* **Directions for this task**
Quote every line of the records below verbatim, changing no character.

# Dataset entries start

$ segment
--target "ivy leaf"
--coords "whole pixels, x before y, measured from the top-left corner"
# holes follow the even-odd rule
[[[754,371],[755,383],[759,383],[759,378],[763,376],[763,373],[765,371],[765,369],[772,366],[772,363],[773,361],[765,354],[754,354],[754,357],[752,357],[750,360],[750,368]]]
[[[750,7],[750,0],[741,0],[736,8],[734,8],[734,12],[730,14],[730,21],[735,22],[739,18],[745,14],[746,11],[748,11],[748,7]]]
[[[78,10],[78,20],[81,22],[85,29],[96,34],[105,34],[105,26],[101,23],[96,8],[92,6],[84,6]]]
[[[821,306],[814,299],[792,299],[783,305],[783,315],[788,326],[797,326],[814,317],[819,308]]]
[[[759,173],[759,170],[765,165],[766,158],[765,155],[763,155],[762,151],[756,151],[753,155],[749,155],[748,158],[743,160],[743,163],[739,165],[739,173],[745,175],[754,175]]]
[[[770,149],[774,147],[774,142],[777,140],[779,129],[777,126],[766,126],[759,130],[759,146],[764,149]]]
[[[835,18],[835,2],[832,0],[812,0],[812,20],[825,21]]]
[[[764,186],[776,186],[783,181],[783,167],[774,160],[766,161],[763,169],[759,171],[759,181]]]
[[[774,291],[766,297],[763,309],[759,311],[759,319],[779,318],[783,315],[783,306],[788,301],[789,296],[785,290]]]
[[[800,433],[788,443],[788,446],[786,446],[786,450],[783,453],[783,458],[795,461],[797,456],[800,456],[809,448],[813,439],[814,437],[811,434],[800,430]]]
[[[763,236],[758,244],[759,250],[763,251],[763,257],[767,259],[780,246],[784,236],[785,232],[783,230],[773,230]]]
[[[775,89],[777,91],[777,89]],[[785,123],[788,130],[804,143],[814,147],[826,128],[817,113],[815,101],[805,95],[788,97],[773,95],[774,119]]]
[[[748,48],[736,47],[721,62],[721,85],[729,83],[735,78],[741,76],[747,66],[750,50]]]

# Dataset entries end

* **Task solution**
$ segment
--target "ivy leaf"
--coords "whole pixels, x before y, measured from the top-left corner"
# holes follow the even-odd rule
[[[754,371],[755,383],[759,383],[759,378],[763,376],[763,373],[765,371],[765,369],[772,366],[772,363],[773,361],[765,354],[754,354],[754,357],[752,357],[750,360],[750,368]]]
[[[750,7],[750,0],[741,0],[736,8],[734,8],[734,12],[730,14],[730,21],[735,22],[739,18],[745,14],[746,11],[748,11],[748,7]]]
[[[78,10],[78,20],[81,22],[85,29],[96,34],[105,34],[105,26],[101,23],[96,8],[92,6],[84,6]]]
[[[821,306],[814,299],[792,299],[783,305],[783,315],[788,326],[797,326],[814,317],[819,308]]]
[[[759,173],[759,170],[765,165],[766,158],[765,155],[763,155],[762,151],[756,151],[753,155],[749,155],[748,158],[743,160],[743,163],[739,165],[739,173],[745,175],[754,175]]]
[[[770,149],[774,147],[774,142],[777,140],[779,129],[777,126],[766,126],[759,130],[759,146],[764,149]]]
[[[835,18],[835,2],[832,0],[812,0],[812,20],[825,21]]]
[[[764,186],[776,186],[783,181],[783,167],[774,160],[766,161],[763,169],[759,171],[759,181]]]
[[[774,291],[766,297],[763,309],[759,311],[759,319],[779,318],[783,315],[783,306],[788,301],[789,296],[785,290]]]
[[[800,433],[788,443],[788,446],[786,446],[786,450],[783,453],[783,458],[795,461],[797,456],[800,456],[809,448],[813,439],[814,437],[811,434],[800,430]]]
[[[763,236],[758,244],[759,250],[763,251],[763,257],[767,259],[780,246],[784,236],[785,232],[783,230],[773,230]]]
[[[775,89],[777,91],[777,89]],[[785,123],[788,130],[804,143],[814,147],[826,128],[817,113],[815,101],[805,95],[788,97],[773,95],[774,119]]]
[[[748,48],[736,47],[721,62],[721,85],[729,83],[735,78],[741,76],[747,66],[750,50]]]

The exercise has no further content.